**** TEXTE FOURNI

L'observation en microscopie électronique a révélé que des parois cellulaires végétales, entre autres, présentaient des structures fibrillaires agencées à la manière des contre-plaqués. Cet auteur donne d'ailleurs un schéma destiné à illustrer l'organisation d'une paroi de tissu végétal, qui pourrait tout aussi bien avoir sa place dans un ouvrage de bricolage pour montrer la structure d'un contre-plaqué multiples. La lamelle pectique moyenne, de chaque côté de laquelle se sont déposées les strates fibrillaires successives, tient lieu d'âme.
Les végétaux n'ont pas l'exclusivité des contre-plaqués biologiques, le règne animal offrant de nombreux exemples comparables de contre-plaqués à angle droit (kératine des amphibiens et des reptiles, écailles des poissons téléostéens...)
S'il est évident que les contre-plaqués biologiques, de découverte relativement récente, n'ont pas servi de modèle pour la conception de nos panneaux, il y a fort à parier que les ingénieurs pourraient trouver des sources d'inspiration pour la conception de matériaux similaires dans les modèles que découvrent les spécialistes des ultrastructures, en microscopie électronique. Il existe en effet des contre-plaqués originaux. Chez certains vers (annélides, némertes, nématodes), les fibrilles se disposent en un ensemble d'hélices parallèles autour du corps et qui se croisent d'une couche à l'autre selon un angle légèrement différent d'un angle droit.

********

#### [CONSIGNE A]
Relevez les groupes de vers cités dans le texte sur les contre-plaqués biologiques.
#### [CONSIGNE B]
Recopiez mot pour mot tout le passage du texte sur les contre-plaqués biologiques, de « Les végétaux n'ont » jusqu'à « d'un angle droit. ».
#### [CONSIGNE C]
Réécrivez sous forme de liste le paragraphe du texte sur les contre-plaqués biologiques qui commence par « S'il est évident que », sans perdre ses faits principaux.

**** LIGNES FOURNIES

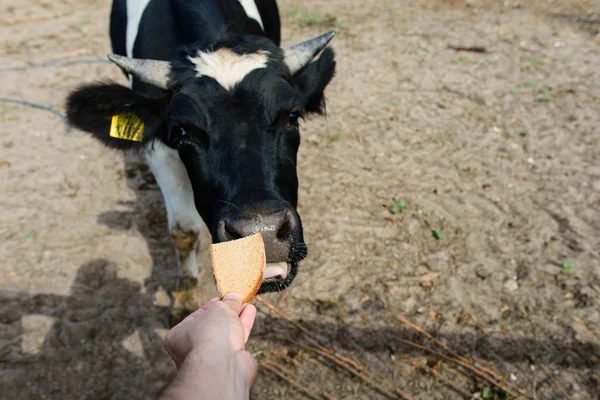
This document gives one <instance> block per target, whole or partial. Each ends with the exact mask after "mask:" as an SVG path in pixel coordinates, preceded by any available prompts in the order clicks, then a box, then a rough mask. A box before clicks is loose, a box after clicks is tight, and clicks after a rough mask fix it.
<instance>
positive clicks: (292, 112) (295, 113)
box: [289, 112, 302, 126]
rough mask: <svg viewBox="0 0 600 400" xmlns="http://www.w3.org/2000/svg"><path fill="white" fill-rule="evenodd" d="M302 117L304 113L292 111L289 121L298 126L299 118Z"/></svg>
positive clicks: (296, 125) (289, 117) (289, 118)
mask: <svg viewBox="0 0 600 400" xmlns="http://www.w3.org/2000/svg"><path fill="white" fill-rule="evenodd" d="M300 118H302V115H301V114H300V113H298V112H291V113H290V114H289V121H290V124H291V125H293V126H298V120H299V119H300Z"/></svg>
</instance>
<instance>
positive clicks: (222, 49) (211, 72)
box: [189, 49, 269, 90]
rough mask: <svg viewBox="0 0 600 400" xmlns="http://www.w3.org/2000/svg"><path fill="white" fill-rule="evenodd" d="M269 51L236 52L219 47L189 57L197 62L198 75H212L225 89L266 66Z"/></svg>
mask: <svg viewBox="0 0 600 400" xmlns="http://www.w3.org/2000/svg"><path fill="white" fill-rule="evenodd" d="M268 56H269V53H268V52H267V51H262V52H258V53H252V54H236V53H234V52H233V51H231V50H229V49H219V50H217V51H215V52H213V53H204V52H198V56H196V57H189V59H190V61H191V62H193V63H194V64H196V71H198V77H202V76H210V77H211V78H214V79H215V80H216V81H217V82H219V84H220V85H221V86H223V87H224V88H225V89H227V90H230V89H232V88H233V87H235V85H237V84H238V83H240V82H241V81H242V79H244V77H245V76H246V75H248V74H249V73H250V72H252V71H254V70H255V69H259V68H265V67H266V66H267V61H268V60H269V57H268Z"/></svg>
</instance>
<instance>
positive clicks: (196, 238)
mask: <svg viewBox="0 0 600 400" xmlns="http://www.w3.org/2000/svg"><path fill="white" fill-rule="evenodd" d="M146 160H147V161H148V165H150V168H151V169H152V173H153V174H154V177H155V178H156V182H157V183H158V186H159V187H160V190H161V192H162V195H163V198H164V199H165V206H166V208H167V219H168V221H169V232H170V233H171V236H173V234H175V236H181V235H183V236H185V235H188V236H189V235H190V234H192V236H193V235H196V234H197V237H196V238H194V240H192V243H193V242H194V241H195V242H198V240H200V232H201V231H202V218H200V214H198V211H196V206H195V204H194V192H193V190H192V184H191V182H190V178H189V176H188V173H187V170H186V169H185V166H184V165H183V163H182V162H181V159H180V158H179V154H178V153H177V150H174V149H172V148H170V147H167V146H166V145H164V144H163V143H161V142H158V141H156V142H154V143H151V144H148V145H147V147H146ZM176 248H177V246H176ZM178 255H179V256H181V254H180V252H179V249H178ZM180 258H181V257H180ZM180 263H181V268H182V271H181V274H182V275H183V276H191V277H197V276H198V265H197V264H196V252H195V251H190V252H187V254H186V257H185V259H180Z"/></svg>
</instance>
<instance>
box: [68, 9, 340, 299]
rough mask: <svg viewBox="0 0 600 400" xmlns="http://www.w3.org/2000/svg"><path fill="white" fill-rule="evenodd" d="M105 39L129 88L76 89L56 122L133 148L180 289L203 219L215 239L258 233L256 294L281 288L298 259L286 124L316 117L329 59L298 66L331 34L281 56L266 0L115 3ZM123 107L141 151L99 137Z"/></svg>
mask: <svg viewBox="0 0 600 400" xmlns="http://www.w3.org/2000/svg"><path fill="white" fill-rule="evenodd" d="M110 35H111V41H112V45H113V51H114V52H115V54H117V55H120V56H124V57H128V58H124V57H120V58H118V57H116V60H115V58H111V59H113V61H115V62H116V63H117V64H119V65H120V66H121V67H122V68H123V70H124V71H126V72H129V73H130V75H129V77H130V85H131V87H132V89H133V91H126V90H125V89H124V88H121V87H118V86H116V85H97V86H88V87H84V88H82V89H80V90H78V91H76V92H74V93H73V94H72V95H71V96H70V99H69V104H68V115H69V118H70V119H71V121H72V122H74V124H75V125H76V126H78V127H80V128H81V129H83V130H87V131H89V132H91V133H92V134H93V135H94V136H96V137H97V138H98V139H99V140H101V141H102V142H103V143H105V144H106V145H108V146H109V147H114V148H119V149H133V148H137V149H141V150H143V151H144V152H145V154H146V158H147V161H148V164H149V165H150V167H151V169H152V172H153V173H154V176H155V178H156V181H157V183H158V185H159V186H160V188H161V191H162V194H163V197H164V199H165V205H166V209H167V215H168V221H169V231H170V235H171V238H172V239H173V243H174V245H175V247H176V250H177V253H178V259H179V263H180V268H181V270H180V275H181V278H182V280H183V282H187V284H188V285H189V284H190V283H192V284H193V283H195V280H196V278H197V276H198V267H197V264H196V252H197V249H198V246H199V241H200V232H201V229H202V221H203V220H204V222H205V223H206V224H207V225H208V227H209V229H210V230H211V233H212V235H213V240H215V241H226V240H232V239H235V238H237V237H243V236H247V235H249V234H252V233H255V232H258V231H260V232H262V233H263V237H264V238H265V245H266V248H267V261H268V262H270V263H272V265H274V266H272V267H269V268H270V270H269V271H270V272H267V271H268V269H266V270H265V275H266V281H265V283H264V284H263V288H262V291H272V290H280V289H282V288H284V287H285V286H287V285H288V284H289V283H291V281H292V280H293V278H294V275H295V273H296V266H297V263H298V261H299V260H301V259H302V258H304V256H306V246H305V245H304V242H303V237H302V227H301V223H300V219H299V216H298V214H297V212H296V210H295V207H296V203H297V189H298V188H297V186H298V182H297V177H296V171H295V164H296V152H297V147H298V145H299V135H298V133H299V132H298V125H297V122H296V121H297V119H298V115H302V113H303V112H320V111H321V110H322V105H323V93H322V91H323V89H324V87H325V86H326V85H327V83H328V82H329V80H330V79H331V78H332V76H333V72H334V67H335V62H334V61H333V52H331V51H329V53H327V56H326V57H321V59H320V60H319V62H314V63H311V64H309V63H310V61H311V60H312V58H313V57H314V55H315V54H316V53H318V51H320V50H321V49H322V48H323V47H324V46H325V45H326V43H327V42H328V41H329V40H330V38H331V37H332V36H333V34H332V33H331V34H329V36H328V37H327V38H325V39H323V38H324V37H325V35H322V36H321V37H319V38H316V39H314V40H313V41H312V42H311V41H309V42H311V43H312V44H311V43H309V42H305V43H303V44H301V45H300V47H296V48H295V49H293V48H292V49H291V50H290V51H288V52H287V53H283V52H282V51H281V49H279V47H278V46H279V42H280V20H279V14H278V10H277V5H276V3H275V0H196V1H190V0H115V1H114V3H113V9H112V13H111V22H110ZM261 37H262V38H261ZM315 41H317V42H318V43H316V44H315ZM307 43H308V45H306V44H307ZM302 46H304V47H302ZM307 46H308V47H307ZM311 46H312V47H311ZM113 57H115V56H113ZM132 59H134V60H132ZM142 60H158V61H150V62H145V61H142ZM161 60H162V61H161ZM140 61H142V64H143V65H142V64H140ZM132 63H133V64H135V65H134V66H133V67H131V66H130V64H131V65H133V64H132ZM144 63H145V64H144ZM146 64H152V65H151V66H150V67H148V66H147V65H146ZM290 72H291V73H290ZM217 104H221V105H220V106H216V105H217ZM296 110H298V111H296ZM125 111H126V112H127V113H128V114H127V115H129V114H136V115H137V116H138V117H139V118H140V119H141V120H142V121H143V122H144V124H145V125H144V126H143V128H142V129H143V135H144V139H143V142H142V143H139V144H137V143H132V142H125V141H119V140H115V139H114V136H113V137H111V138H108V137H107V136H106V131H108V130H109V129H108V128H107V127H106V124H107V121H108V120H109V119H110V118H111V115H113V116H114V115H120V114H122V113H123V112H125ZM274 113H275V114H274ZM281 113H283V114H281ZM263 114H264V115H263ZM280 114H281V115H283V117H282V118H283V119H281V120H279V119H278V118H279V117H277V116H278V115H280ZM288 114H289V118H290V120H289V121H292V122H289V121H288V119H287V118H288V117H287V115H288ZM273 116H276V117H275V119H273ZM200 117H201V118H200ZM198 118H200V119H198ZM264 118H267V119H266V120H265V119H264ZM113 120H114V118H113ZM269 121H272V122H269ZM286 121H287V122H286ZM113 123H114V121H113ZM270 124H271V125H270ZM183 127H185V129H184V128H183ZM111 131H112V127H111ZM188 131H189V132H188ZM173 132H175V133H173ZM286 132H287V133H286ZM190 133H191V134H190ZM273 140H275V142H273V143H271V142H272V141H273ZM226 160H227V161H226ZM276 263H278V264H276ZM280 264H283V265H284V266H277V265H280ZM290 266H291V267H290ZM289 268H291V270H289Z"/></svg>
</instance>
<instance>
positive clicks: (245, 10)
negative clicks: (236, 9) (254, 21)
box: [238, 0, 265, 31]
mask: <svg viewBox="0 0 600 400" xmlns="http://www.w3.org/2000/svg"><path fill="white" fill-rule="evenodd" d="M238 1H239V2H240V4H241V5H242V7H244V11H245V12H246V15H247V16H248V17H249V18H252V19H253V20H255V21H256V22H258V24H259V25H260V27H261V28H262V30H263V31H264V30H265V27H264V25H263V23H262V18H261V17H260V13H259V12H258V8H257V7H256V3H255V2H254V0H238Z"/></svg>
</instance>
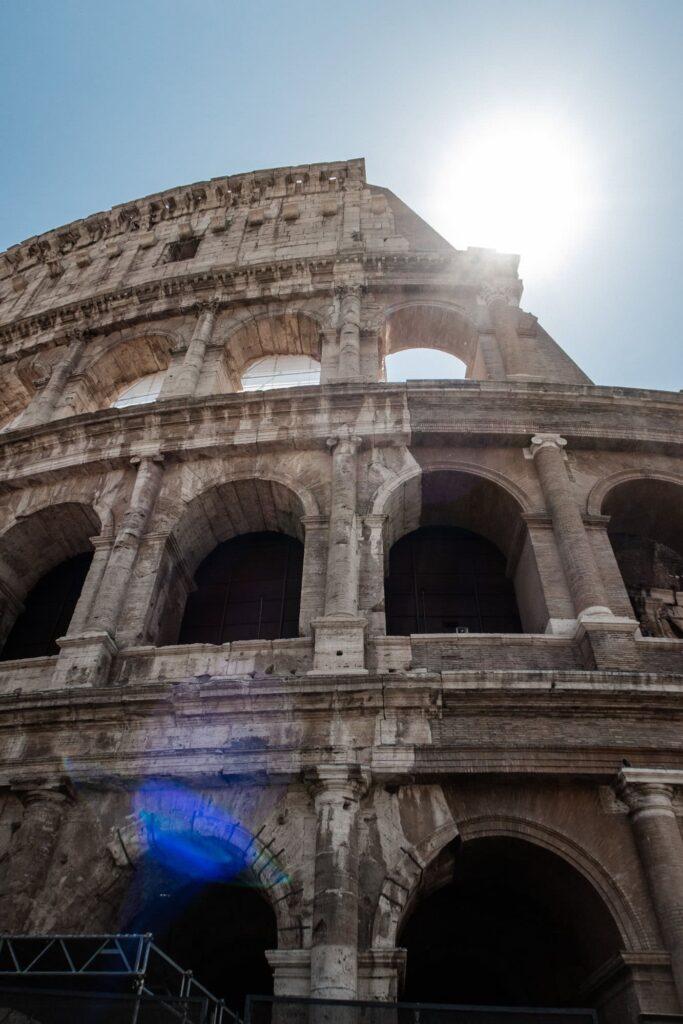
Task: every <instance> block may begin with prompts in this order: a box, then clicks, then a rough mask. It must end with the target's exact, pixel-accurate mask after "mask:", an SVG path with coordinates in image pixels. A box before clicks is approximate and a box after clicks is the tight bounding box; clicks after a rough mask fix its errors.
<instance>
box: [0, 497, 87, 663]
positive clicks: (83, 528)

********

#### [RÉPONSE A]
annélides, némertes, nématodes

#### [RÉPONSE B]
Les végétaux n'ont pas l'exclusivité des contre-plaqués biologiques, le règne animal offrant de nombreux exemples comparables de contre-plaqués à angle droit (kératine des amphibiens et des reptiles, écailles des poissons téléostéens...)
S'il est évident que les contre-plaqués biologiques, de découverte relativement récente, n'ont pas servi de modèle pour la conception de nos panneaux, il y a fort à parier que les ingénieurs pourraient trouver des sources d'inspiration pour la conception de matériaux similaires dans les modèles que découvrent les spécialistes des ultrastructures, en microscopie électronique. Il existe en effet des contre-plaqués originaux. Chez certains vers (annélides, némertes, nématodes), les fibrilles se disposent en un ensemble d'hélices parallèles autour du corps et qui se croisent d'une couche à l'autre selon un angle légèrement différent d'un angle droit.

#### [RÉPONSE C]
- Les contre-plaqués biologiques ont été découverts assez récemment et n'ont pas servi de modèle pour nos panneaux.
- Les ingénieurs pourraient s'inspirer des modèles que les spécialistes des ultrastructures découvrent en microscopie électronique pour concevoir des matériaux similaires.
- Il existe des contre-plaqués originaux. Chez certains vers (annélides, némertes, nématodes), les fibrilles forment des hélices parallèles autour du corps. D'une couche à l'autre, ces hélices se croisent selon un angle légèrement différent d'un angle droit.